[Stored data entries]
== Segment start ==

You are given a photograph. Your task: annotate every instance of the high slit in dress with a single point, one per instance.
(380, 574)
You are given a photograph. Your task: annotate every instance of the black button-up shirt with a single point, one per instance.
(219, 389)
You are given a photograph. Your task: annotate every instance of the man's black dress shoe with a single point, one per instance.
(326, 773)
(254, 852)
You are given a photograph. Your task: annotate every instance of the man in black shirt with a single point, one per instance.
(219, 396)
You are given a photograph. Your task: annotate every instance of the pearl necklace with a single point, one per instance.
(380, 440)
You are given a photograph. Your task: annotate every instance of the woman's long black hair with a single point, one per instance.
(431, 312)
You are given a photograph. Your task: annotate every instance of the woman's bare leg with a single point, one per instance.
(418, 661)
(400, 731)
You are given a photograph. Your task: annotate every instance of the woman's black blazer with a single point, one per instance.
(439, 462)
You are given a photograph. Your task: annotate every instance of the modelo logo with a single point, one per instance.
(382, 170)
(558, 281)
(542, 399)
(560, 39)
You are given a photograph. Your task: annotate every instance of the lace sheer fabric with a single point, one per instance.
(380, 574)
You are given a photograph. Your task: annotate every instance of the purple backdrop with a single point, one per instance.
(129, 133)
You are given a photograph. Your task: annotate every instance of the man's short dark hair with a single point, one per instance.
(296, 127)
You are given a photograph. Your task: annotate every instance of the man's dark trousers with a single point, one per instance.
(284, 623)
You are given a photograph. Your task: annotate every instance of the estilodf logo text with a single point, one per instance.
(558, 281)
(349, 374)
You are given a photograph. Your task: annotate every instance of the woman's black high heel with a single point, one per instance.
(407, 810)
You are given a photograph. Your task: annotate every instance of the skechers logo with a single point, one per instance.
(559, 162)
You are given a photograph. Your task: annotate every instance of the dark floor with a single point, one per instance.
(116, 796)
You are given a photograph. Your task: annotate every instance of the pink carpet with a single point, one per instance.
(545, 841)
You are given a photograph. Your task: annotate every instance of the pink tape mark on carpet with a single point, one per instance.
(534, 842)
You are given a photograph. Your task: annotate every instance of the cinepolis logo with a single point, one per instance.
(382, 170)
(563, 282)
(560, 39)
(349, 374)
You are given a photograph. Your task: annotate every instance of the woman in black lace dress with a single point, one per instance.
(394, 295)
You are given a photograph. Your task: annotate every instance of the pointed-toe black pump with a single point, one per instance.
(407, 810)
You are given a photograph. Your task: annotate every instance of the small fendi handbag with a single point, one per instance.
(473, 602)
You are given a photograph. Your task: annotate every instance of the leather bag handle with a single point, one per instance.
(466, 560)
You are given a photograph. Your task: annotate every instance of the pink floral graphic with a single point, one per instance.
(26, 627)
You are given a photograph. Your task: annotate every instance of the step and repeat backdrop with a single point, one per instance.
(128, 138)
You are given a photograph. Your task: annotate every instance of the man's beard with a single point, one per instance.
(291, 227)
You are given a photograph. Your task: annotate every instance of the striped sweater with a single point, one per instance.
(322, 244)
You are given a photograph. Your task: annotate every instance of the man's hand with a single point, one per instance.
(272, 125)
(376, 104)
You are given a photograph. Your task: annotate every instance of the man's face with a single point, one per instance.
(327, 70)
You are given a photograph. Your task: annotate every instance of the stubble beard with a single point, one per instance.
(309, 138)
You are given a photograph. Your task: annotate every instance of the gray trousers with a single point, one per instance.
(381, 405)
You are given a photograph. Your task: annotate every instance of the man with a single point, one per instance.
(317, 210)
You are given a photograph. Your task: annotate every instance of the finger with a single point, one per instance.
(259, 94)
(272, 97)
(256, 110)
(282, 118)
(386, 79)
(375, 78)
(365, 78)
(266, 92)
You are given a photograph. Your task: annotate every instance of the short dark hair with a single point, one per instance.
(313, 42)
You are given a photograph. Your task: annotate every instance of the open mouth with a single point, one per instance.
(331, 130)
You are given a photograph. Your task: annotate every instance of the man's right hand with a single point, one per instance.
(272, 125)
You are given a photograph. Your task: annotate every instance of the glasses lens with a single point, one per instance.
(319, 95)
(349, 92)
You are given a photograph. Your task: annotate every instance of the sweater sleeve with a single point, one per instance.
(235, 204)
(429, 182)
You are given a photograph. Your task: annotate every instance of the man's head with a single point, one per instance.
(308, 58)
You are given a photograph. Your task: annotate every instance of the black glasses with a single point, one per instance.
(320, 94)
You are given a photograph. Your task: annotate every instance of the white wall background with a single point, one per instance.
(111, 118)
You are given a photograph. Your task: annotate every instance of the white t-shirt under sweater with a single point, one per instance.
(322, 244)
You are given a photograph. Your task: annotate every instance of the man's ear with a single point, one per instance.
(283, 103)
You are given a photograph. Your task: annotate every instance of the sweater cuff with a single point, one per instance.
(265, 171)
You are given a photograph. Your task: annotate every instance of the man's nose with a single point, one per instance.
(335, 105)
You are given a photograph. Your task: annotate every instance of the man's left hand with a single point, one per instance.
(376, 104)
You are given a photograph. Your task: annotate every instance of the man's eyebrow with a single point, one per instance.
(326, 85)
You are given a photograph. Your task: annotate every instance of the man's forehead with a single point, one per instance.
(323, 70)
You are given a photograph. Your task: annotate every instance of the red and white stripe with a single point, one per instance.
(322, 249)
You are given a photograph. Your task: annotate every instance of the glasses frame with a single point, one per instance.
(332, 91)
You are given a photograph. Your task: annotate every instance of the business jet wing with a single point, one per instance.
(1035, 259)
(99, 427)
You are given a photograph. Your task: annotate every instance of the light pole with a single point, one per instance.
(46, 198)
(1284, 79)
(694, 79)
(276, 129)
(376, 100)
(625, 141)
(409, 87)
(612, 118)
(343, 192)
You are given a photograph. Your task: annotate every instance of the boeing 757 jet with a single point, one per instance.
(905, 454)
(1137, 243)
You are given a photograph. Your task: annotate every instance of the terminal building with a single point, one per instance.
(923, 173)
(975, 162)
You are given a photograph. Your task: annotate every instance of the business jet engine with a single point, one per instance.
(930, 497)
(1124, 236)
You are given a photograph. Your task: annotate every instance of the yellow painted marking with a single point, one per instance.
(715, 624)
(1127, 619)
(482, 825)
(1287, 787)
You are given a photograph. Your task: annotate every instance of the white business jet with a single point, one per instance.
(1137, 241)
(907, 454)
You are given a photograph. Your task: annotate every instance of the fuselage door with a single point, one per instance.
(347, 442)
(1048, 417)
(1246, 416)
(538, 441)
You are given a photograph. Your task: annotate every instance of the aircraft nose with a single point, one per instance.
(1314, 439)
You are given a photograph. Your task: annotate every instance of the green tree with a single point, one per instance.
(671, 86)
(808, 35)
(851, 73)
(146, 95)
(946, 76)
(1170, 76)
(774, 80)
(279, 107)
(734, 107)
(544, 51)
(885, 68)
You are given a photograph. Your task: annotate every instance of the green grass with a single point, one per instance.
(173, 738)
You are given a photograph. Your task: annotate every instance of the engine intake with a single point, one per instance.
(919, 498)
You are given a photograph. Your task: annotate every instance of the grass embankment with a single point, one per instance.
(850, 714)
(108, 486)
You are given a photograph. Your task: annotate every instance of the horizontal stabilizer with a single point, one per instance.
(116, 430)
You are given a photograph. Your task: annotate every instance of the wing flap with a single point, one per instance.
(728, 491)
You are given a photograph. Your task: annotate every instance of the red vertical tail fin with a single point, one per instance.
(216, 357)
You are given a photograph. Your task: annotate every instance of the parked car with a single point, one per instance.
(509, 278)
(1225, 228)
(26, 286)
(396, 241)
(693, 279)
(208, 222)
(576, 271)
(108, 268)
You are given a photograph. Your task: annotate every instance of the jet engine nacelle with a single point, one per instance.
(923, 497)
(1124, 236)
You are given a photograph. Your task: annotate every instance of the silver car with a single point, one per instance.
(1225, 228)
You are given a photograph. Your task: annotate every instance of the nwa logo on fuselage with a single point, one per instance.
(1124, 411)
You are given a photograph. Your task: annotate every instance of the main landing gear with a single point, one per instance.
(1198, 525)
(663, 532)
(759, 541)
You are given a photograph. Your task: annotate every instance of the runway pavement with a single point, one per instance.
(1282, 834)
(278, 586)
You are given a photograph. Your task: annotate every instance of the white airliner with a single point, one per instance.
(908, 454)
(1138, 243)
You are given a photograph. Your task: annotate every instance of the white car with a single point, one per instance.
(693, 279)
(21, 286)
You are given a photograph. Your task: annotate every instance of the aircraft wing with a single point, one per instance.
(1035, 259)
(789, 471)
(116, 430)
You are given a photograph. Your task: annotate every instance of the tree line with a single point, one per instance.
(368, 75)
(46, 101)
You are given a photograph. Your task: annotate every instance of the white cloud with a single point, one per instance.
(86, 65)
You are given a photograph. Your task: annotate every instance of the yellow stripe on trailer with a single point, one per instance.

== Segment end ==

* [Task description]: Repeat the line containing "line with a single point, one per instance." and all subsequent lines through the final line of the data, exactly and with no others.

* [Finished task]:
You are given a photograph. Your task: annotate every instance of the tree line with a single point, one per instance.
(368, 75)
(46, 101)
You are given a photograph. Your task: annotate every instance of the white cloud with a single point, one per instance.
(86, 65)
You are given a photograph. Your task: annotate every instance of the yellow stripe on trailer with a single point, one per instance.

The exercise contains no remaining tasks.